*Exercise brief*. Could you copy out word for word the stretch of lines from the one containing "If you could put a point on the mouth" through the last line?

*Task input*.
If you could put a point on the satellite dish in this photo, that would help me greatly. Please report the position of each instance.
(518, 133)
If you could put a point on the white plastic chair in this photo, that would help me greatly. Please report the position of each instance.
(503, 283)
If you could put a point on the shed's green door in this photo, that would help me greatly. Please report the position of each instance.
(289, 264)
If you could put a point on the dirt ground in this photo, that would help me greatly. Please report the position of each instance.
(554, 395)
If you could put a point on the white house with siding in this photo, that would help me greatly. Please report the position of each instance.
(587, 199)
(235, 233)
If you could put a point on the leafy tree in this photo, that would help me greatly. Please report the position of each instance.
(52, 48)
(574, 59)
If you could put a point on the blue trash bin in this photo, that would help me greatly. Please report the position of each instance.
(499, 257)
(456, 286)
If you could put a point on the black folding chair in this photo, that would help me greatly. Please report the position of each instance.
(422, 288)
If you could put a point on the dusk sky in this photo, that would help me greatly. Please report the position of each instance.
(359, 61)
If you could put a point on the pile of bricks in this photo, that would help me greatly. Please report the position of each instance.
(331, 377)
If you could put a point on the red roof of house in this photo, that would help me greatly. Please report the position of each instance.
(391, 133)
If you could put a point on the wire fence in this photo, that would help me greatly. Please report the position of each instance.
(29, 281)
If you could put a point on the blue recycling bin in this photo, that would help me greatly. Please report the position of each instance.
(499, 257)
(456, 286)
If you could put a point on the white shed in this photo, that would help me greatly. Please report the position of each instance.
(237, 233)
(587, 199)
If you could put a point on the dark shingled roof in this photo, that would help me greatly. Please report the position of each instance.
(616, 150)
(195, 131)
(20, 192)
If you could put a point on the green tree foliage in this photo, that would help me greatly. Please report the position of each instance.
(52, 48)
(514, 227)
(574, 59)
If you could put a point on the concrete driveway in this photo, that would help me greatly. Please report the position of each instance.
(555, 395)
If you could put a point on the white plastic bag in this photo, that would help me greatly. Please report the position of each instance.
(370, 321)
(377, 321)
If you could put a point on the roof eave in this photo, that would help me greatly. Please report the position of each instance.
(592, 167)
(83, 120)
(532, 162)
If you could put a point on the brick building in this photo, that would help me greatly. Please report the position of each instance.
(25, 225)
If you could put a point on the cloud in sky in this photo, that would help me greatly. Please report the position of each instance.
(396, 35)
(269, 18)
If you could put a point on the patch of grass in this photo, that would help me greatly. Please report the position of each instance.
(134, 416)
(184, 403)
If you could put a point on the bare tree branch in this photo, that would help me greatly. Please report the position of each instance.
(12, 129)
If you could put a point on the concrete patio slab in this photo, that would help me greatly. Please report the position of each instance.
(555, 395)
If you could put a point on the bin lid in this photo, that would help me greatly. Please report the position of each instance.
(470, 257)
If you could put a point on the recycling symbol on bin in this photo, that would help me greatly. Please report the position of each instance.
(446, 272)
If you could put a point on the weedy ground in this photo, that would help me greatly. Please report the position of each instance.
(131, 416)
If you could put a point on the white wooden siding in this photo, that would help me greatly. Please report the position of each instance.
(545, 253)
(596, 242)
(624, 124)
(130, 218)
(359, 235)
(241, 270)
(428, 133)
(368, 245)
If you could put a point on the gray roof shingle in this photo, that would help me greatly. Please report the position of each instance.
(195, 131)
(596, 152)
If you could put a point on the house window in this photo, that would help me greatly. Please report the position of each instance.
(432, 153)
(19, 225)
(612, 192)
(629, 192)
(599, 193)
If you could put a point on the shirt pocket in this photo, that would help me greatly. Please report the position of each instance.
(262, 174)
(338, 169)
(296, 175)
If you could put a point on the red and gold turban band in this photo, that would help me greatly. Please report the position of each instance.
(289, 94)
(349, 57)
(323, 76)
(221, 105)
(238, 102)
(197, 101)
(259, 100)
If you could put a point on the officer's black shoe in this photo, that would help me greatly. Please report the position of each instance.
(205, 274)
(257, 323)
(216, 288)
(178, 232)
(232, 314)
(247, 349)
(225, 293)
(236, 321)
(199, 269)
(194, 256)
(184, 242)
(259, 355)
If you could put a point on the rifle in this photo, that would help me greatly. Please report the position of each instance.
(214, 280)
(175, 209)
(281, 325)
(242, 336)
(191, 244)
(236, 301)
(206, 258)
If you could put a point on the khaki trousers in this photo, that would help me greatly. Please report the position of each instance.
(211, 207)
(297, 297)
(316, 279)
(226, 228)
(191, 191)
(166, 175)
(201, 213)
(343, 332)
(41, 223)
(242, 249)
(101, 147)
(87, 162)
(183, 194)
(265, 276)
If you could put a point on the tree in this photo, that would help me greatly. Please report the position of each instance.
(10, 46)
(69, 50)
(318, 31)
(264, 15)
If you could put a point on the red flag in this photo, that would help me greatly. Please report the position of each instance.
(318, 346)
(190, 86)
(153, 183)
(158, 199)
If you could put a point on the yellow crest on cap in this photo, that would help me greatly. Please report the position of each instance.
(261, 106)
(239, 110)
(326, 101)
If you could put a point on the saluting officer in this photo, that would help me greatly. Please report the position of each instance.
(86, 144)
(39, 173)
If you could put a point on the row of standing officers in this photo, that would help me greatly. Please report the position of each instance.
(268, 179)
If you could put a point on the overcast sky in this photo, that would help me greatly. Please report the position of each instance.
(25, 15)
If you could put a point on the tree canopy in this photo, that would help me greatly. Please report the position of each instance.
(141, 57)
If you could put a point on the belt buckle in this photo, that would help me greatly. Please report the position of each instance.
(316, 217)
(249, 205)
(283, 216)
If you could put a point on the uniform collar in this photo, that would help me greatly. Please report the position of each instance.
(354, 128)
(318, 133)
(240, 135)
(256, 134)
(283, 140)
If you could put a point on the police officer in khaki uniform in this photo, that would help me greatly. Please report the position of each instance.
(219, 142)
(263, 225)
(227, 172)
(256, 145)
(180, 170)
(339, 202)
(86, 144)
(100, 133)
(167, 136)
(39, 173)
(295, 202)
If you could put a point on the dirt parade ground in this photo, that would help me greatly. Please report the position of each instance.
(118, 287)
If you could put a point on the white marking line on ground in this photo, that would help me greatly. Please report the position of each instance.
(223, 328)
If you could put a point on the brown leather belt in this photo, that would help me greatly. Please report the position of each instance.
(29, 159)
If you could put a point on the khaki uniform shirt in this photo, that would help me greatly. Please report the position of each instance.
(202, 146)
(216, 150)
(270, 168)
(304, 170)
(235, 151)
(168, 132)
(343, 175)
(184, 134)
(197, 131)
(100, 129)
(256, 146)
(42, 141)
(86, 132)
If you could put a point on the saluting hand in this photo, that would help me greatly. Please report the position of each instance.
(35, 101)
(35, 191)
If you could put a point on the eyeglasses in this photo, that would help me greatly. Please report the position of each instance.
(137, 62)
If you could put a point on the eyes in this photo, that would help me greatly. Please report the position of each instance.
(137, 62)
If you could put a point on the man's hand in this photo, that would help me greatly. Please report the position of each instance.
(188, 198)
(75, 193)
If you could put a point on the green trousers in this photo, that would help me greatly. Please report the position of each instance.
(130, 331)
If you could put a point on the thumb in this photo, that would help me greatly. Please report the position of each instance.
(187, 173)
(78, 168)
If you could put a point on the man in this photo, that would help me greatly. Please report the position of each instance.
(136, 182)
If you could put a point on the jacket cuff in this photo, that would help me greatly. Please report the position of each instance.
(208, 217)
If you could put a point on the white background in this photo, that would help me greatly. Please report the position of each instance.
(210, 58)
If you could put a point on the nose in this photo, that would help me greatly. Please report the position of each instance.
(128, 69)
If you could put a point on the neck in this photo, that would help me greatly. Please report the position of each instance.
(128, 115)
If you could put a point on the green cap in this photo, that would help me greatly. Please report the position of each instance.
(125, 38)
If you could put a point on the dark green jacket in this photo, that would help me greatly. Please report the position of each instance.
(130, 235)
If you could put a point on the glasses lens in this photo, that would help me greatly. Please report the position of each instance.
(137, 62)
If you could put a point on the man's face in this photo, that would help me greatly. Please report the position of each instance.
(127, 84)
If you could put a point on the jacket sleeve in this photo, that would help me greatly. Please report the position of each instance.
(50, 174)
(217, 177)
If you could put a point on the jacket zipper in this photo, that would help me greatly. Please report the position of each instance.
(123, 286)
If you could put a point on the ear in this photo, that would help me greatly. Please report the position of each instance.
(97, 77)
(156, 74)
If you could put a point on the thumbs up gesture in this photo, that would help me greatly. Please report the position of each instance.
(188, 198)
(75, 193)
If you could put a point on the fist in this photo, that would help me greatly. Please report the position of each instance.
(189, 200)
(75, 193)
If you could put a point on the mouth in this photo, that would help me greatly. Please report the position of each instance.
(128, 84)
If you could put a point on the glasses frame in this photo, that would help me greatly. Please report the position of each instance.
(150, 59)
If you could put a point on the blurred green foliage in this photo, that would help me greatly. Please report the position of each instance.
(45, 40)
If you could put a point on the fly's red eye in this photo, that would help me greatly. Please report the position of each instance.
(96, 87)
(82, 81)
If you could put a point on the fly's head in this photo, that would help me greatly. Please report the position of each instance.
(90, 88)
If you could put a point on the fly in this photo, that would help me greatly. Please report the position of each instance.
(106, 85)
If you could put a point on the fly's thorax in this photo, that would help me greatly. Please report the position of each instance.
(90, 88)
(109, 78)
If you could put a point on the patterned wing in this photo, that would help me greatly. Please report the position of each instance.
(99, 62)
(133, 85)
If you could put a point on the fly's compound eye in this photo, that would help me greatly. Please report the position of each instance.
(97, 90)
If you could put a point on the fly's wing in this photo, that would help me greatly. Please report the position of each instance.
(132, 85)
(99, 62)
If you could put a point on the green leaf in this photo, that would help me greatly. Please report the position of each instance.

*Expected output*.
If you could put a point on the mouth in this photo, that would help me greatly. Please report the position of each instance.
(128, 84)
If you could put a point on the glasses frame in this photo, that would help me greatly. Please report the position of each instance.
(150, 59)
If you could put a point on the blurred green foliage in this photo, that would help me greatly. Please report the position of each instance.
(45, 40)
If you could put a point on the fly's red eye in this photo, that would help me greatly. Please report the position of each instance.
(96, 87)
(82, 81)
If you could put a point on the fly's head in this photo, that would help me greatly. Please report the position of each instance.
(90, 88)
If you could put a point on the fly in this photo, that would help me greatly. Please report the position of each instance.
(106, 85)
If you could put a point on the fly's thorax in this photo, that would help me greatly. Please report the position of each instance.
(90, 88)
(109, 78)
If you could put a point on the patterned wing in this photo, that would help me greatly. Please report the position of each instance.
(99, 62)
(133, 85)
If you could put a point on the fly's compound eye in this photo, that would help me greatly. Please report the position of each instance.
(97, 90)
If you could put a point on the fly's wing in this photo, that would help me greatly. Please report the position of each instance.
(132, 85)
(99, 62)
If you could put a point on the green leaf in this photo, that would help me greatly. Please report the position of each instance.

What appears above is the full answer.